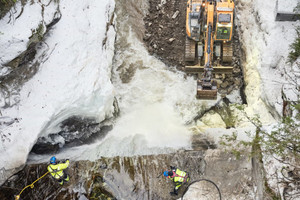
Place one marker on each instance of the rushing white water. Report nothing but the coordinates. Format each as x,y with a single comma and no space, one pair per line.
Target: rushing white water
81,77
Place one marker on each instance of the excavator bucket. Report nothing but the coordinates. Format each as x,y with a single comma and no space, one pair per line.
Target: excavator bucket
207,91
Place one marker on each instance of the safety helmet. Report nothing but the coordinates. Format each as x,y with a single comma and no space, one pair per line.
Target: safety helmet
53,160
166,173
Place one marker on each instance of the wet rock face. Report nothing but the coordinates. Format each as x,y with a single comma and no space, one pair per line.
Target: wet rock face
138,177
14,73
75,131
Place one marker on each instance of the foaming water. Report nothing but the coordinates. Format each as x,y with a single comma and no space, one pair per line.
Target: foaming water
155,101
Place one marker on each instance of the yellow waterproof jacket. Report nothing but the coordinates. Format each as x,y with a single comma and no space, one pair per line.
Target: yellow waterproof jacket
179,176
56,170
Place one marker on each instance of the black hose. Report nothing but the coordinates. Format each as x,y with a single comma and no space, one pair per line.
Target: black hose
199,181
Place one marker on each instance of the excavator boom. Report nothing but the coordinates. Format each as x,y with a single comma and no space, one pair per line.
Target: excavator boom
208,44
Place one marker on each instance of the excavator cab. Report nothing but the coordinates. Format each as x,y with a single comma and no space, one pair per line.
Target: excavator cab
209,25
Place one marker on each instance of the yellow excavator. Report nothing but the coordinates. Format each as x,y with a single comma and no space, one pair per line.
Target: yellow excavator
208,46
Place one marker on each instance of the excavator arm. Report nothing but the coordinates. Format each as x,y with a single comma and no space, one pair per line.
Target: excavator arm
209,25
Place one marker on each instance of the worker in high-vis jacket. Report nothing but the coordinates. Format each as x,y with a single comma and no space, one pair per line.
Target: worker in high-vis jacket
178,177
57,170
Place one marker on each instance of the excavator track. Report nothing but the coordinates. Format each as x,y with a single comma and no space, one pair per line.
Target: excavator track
190,50
227,53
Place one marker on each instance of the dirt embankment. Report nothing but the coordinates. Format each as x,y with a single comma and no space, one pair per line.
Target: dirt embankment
165,30
165,39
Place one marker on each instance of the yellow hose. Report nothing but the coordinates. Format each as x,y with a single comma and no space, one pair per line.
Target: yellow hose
31,185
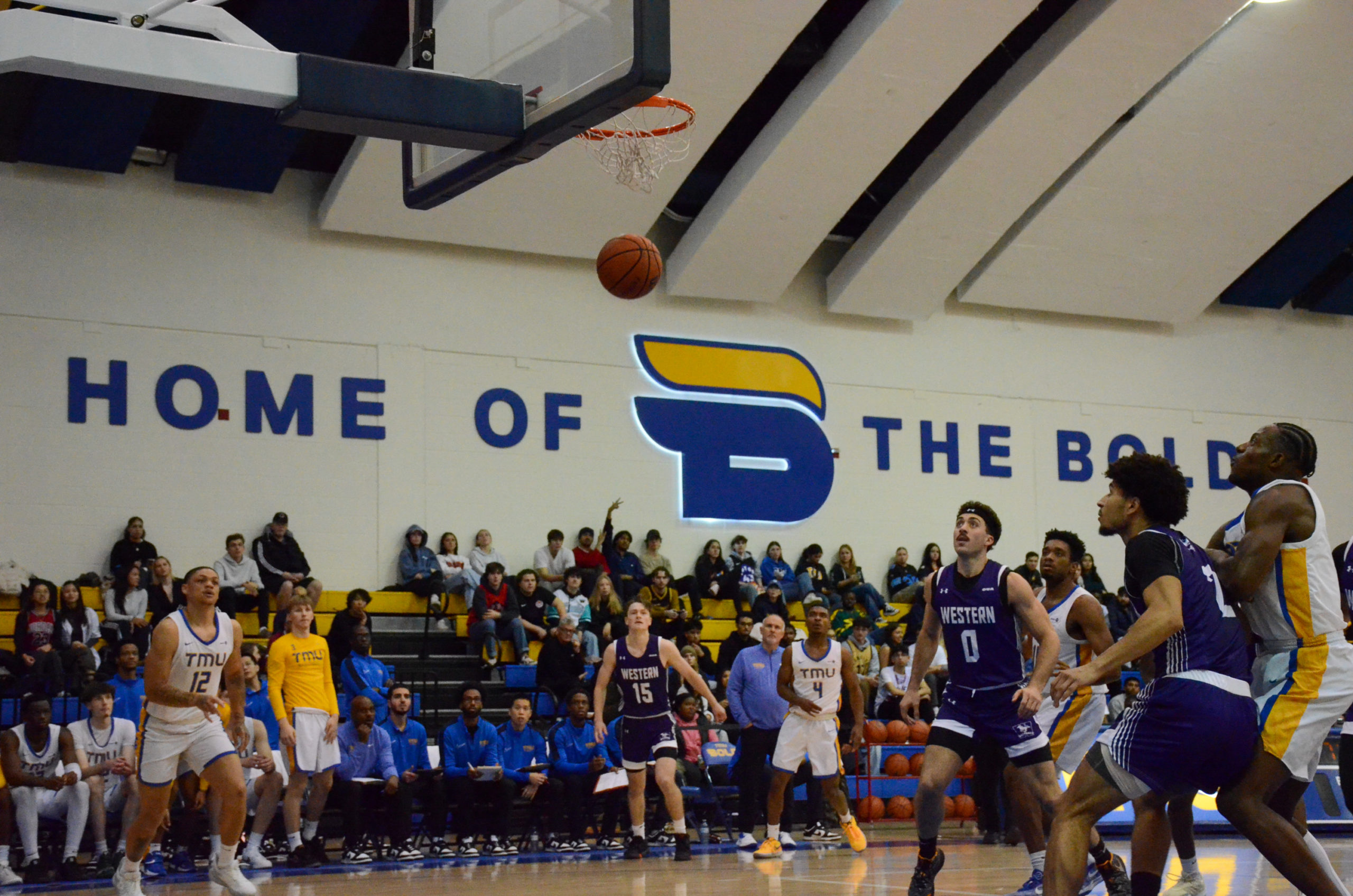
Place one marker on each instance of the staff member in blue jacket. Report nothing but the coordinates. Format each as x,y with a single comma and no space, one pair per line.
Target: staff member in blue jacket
578,761
759,710
417,779
469,758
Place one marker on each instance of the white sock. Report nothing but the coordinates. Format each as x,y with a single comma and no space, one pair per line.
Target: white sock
1318,852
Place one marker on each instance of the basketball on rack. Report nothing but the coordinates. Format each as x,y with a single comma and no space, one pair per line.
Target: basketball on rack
629,267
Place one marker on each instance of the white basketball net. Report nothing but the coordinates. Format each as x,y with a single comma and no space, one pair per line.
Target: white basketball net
638,144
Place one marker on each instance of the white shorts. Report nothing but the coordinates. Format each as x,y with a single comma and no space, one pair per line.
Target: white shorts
1072,727
812,740
160,750
313,753
1302,693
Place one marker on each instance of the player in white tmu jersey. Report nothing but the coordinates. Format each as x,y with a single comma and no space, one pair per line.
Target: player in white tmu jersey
1073,724
191,651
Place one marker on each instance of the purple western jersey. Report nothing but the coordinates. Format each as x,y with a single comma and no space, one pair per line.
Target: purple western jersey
643,681
1211,639
981,635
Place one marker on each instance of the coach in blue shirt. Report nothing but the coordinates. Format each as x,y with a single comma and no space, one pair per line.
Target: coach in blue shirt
469,746
759,710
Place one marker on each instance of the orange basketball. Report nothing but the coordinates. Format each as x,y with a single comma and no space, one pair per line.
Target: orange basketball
899,808
629,267
869,808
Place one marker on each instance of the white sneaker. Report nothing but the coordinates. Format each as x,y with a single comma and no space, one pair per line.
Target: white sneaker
254,858
230,878
1188,885
126,883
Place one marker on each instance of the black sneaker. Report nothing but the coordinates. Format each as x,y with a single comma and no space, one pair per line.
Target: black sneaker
923,879
638,848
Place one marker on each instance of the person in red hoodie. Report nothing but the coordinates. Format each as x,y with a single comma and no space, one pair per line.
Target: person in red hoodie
494,615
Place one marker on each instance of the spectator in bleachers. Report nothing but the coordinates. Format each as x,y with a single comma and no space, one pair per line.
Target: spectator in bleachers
364,676
455,570
419,567
494,615
533,604
34,632
485,553
164,592
525,758
653,555
106,750
739,641
1091,580
78,637
626,567
713,581
366,754
132,550
561,665
847,576
578,760
605,615
742,567
40,765
554,559
125,610
774,569
129,688
282,565
241,585
469,758
755,704
417,779
770,601
812,576
344,624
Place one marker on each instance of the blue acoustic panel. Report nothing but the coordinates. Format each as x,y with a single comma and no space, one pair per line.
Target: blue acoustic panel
83,125
1302,255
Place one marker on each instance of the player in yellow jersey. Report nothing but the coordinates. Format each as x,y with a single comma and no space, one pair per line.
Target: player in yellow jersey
301,688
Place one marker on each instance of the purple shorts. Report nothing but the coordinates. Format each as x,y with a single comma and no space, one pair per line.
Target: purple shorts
642,740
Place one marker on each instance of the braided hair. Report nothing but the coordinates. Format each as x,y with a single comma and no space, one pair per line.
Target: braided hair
1298,444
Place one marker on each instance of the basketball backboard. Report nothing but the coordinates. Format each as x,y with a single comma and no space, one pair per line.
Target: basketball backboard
578,63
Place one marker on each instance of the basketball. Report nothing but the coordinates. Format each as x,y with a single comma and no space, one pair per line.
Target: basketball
899,807
629,267
869,808
896,767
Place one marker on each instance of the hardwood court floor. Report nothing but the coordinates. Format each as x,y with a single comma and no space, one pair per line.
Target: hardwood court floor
1230,868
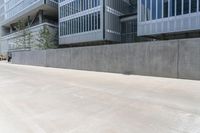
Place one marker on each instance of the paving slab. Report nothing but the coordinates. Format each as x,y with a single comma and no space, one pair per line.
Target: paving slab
50,100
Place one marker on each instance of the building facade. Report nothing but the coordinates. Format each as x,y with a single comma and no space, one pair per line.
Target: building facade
87,21
92,22
34,14
169,19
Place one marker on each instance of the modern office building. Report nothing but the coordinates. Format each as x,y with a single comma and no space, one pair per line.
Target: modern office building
35,14
88,21
169,19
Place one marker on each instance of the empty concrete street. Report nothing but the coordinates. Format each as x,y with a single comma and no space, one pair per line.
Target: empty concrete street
48,100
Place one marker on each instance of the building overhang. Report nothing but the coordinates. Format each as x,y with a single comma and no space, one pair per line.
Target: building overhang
32,11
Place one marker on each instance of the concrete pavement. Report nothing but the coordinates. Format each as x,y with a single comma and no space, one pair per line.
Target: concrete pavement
49,100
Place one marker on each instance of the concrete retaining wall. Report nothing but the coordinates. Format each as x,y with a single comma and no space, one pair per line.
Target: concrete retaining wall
175,59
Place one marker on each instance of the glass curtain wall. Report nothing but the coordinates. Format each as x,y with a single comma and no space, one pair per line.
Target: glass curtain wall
157,9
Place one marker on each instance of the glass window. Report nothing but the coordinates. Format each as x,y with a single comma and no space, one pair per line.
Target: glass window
178,7
193,5
153,9
186,7
148,8
142,10
172,7
165,8
159,9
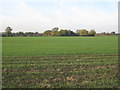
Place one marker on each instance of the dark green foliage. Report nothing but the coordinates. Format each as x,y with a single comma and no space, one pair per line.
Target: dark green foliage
92,33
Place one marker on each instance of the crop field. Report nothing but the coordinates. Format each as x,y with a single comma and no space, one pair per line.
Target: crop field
60,62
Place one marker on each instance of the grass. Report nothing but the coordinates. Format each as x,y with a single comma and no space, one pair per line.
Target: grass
37,46
60,62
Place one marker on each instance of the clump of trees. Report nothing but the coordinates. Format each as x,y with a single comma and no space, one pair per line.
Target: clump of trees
54,32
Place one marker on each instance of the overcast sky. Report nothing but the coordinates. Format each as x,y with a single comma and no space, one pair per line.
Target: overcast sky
41,15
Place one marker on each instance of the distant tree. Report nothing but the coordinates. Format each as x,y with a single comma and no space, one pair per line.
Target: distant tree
83,32
8,31
48,33
92,32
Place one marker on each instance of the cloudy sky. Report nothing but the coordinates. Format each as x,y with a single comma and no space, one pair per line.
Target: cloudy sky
41,15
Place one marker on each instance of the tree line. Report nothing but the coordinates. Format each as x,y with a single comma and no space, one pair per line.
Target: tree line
53,32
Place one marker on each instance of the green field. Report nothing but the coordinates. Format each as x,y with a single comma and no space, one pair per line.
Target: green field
54,62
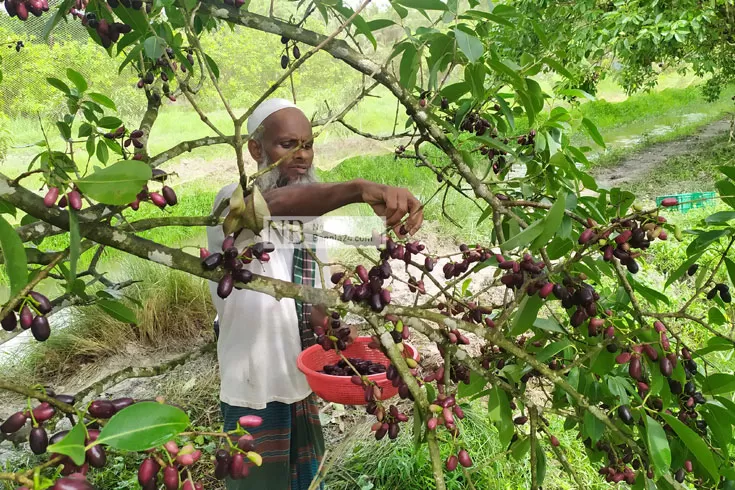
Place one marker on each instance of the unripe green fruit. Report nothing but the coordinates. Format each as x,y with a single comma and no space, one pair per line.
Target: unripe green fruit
40,328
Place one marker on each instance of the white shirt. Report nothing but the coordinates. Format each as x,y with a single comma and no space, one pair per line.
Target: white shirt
259,337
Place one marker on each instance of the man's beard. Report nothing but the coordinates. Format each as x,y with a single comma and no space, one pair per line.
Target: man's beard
273,179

______

**Required action**.
Referring to the material above, set down exactly the lines between the line with "Place one marker on each instance of the blue" and the line with "Place one marker on each instance of the player in yellow", inclusive, and no other lines.

**Expected output**.
Place one marker on each instance of the blue acoustic panel. Report nothing but the coordinates. Format each as x,y with a single comma and no space, one pair per line.
Target: blue acoustic panel
83,125
1302,255
Place one marker on each instance of the player in yellow jersey. Report nothing but the coordinates. Format each as x,y with a single comma and no space, one pair per line.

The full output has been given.